* _PAGE EXCERPT_
Running tasks in a cluster¶
The UFO framework comes with built-in cluster capabilities based on ZeroMQ 3.2.
Contrary to bulk cluster approaches (e.g. solving large linear systems), UFO
tries to distribute streamed data on a set of multiple machines. On each
remote slave, ufod
must be started. By default, the server binds to port
5555 on any available network adapter. To change this, use the -l/--listen
option:
$ ufod --listen tcp://ib0:5555
will let ufod
use the first Infiniband-over-IP connection.
On the master host, you pass the remote slave addresses to the scheduler object. In Python this would look like this:
sched = Ufo.Scheduler(remotes=['tcp://foo.bar.org:5555'])
Address are notated according to ZeroMQ.
Streaming vs. replication¶
Work can be executed in two ways: streaming, which means data is transferred from a master machine to all slaves and returned to the master after computation is finished and replicated in which each slaves works on its own subset of the initial input data. The former must be used if the length of the stream is unknown before execution, otherwise the stream could not be split up into equal partitions.

* _YOUR TASK_
Copy the UFO cluster page from the words "Address are notated" through the words "into equal partitions.", changing "subset" to "portion".

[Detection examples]
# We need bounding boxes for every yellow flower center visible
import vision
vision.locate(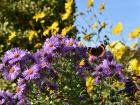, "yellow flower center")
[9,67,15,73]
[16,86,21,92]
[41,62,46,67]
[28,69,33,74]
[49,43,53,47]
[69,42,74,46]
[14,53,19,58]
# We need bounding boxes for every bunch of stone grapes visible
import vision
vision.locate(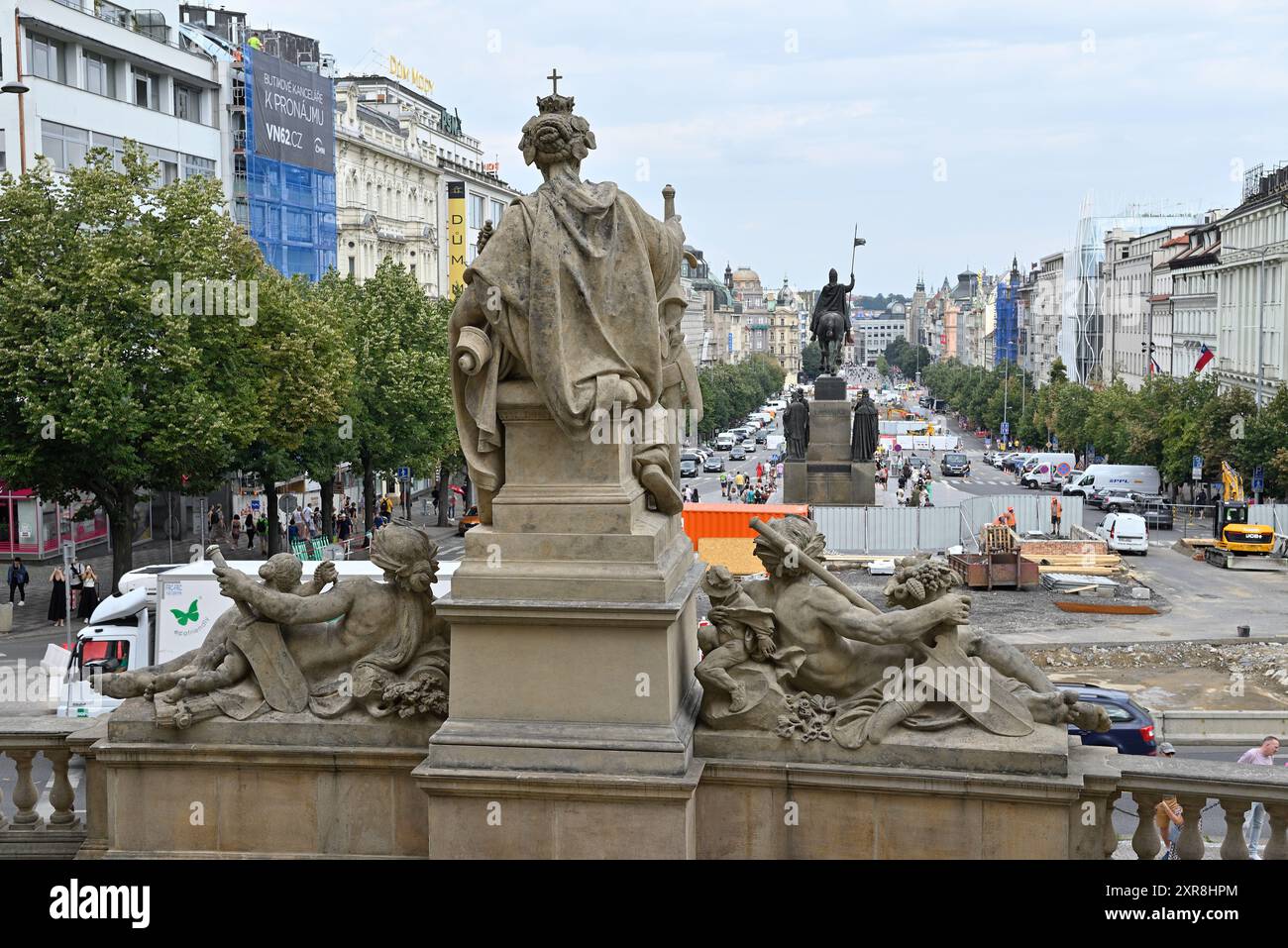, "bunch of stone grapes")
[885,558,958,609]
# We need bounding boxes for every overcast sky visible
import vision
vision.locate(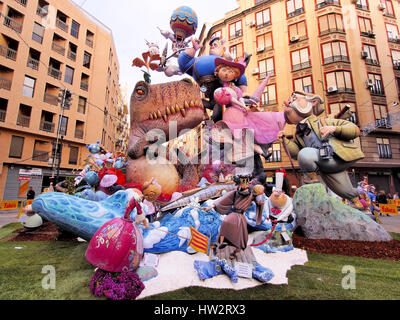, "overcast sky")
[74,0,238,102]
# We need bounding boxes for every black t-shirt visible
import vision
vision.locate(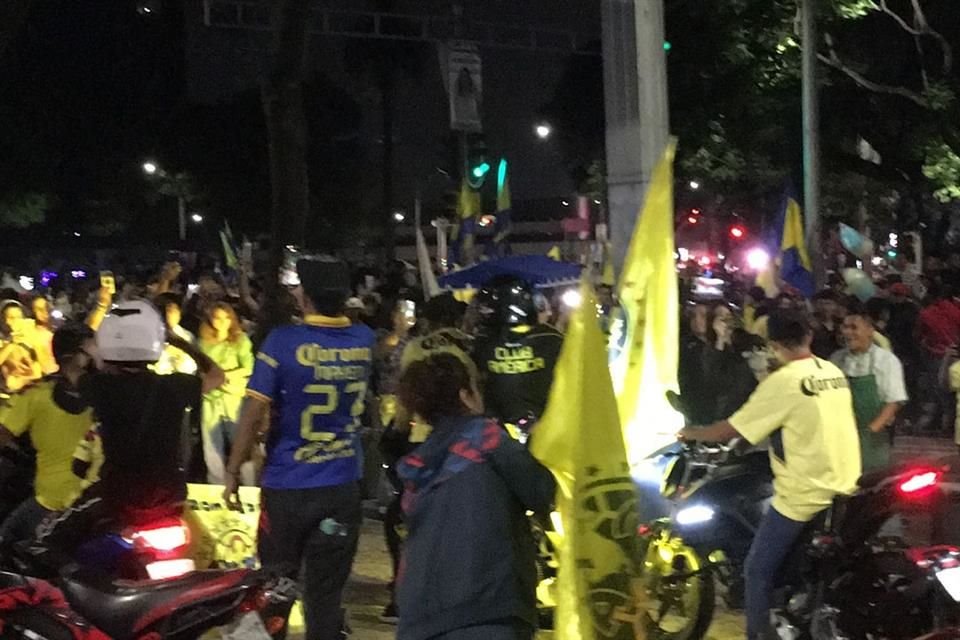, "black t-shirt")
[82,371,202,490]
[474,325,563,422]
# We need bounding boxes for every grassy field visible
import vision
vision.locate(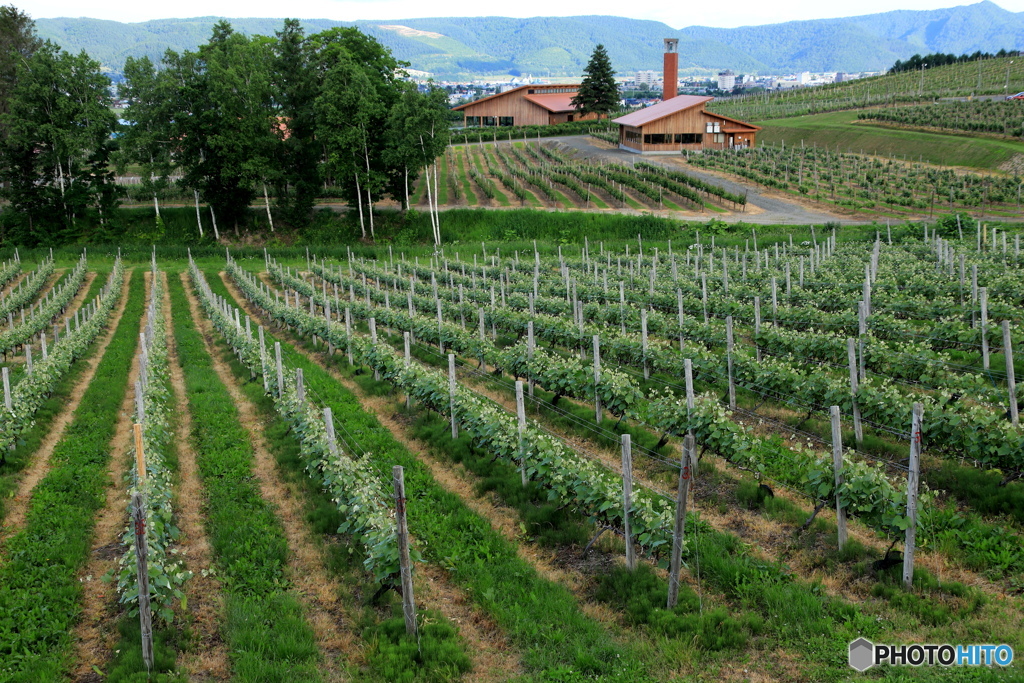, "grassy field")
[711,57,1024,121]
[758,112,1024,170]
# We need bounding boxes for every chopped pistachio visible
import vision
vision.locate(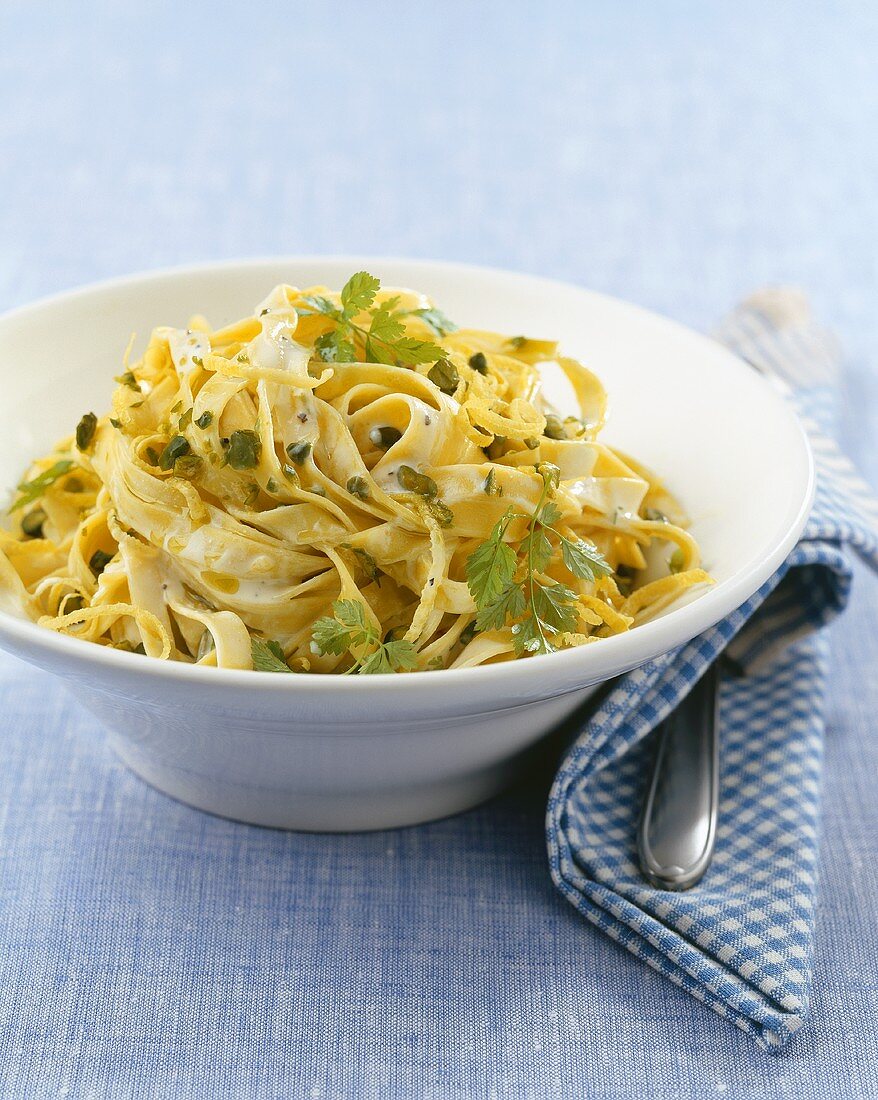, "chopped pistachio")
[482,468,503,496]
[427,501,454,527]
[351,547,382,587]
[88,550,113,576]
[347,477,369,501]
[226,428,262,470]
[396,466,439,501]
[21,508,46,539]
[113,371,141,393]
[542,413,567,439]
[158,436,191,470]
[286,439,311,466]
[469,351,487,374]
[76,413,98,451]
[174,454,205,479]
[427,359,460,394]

* _WORKED SOLUTION_
Address are notated according to ZeroMQ.
Streaming vs. replication¶
Work can be executed in two ways: streaming, which means data is transferred from a master machine to all slaves and returned to the master after computation is finished and replicated in which each slaves works on its own portion of the initial input data. The former must be used if the length of the stream is unknown before execution, otherwise the stream could not be split up into equal partitions.